- **WHAT TO DO**: Continue the following news report on Hurricane Ida's death toll from the point at which it stops.

Hurricane Ida toll rises with more nursing home deaths in Louisiana

Hurricane Ida's death toll rose on Saturday, nearly a week after making landfall in Louisiana, with two more evacuated nursing home residents among the confirmed dead, authorities said.

Northeastern states started the Labor Day holiday weekend digging through debris left by the deadly deluge that killed more than 44 people and caused public transportation in New York City to grind to a halt, with operators promising to restore some lines before the start of the workweek on Tuesday.

The loss of life in the Northeast dwarfed the confirmed storm-related death toll of nine in Louisiana.

Southern tempers flared as power outages that left more than 1 million people without electricity forced many into long lines at gas stations, scrambling to find fuel for generators.

The new deaths in Louisiana were among evacuated nursing home residents at a Tangipahoa Parish warehouse now under state investigation after reports of squalid conditions.

"Sadly, we also can now confirm 2 additional deaths among nursing home residents who had been evacuated to the Tangipahoa facility," the Louisiana Department of Health tweeted on Saturday.

"This brings the death toll of nursing home residents evacuated to this facility to 6," the health department tweeted.

- **RECORDS SUPPLIED**:

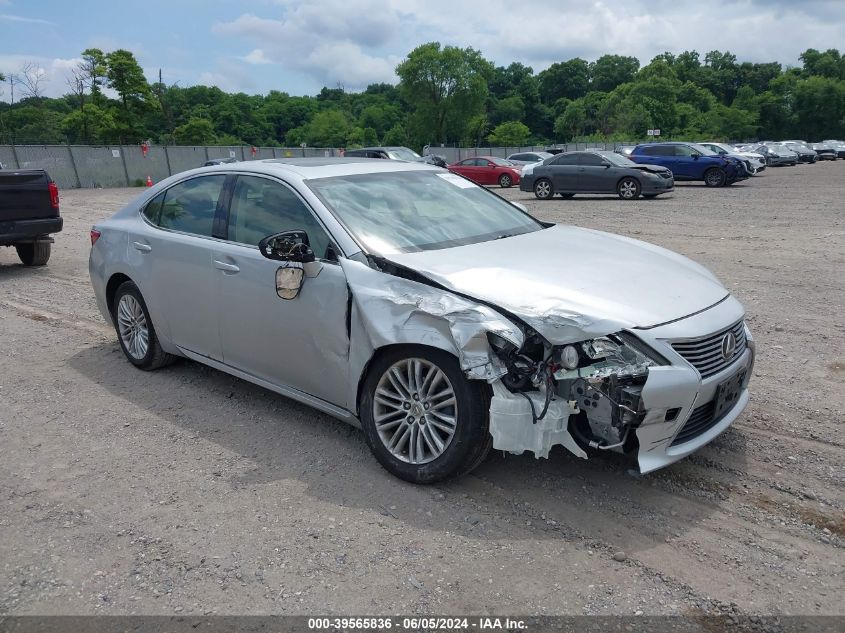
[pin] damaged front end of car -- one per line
(583, 395)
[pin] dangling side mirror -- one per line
(288, 246)
(289, 280)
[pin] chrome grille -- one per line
(705, 353)
(701, 420)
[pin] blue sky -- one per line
(297, 47)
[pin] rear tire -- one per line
(628, 188)
(715, 177)
(34, 254)
(543, 189)
(135, 330)
(442, 450)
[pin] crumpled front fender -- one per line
(389, 310)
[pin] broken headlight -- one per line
(618, 354)
(605, 386)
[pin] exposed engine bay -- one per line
(583, 395)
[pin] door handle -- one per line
(229, 268)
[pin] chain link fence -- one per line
(76, 166)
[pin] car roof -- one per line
(307, 168)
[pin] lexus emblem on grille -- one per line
(728, 345)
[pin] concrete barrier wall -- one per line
(74, 166)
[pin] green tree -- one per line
(195, 132)
(820, 107)
(510, 134)
(572, 122)
(569, 79)
(329, 128)
(94, 69)
(395, 136)
(609, 71)
(90, 124)
(444, 88)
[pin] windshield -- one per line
(411, 211)
(502, 162)
(402, 153)
(704, 150)
(618, 159)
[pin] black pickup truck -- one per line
(29, 213)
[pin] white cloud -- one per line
(327, 41)
(355, 43)
(5, 17)
(256, 56)
(55, 72)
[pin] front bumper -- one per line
(15, 231)
(680, 386)
(653, 186)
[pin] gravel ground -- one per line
(189, 491)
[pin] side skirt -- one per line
(288, 392)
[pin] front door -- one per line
(564, 170)
(594, 174)
(302, 342)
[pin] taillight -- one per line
(54, 195)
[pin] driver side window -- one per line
(262, 207)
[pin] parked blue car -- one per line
(691, 161)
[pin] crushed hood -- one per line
(569, 283)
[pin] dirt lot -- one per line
(188, 491)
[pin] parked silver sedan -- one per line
(354, 286)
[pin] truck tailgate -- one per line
(24, 195)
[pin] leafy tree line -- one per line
(446, 94)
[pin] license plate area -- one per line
(727, 394)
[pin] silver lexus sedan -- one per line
(438, 317)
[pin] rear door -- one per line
(174, 255)
(686, 162)
(564, 172)
(594, 174)
(302, 342)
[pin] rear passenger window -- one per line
(592, 160)
(153, 209)
(565, 159)
(262, 207)
(189, 207)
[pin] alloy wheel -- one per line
(132, 326)
(628, 189)
(543, 189)
(415, 410)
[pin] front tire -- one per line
(422, 418)
(33, 254)
(543, 189)
(135, 330)
(628, 188)
(715, 177)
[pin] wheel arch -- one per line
(632, 176)
(112, 285)
(384, 349)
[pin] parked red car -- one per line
(488, 170)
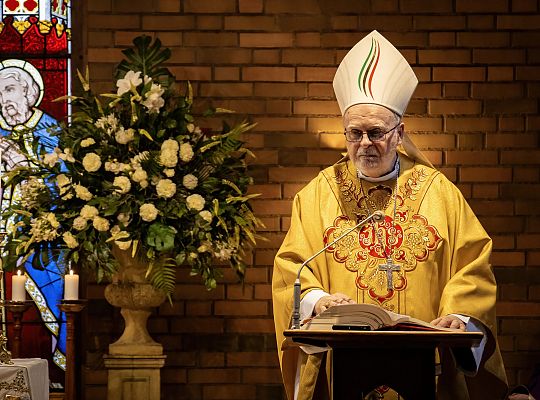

- **TASK RESULT**:
Louisiana authorities on Saturday were seeking a suspect after gunfire left one man dead during a dispute on Friday at a gas station in Metairie, Jefferson Parish Sheriff Joseph Lopinto said.

"For somebody to lose their life over getting gas is absolutely ridiculous," the sheriff told reporters.

Hot weather continues in the area nearly a week after Ida made landfall in Louisiana on Sunday as a Category 4 hurricane, downing trees, power lines and debris with wind gusts that reached 172 miles per hour (276 kph).

Amid the cleanup in the Northeast, commuters using public transportation to venture into their offices amid the COVID-19 pandemic may not be completely in the clear with Hurricane Larry intensifying as it churns about 1,055 miles (1,700 km) east of the Leeward Islands.

"Higher swells could approach the Northeast coast by the end of the week, with Larry staying off shore," meteorologist Bob Oravec of the National Weather Prediction Center in College Park, Maryland, told Reuters.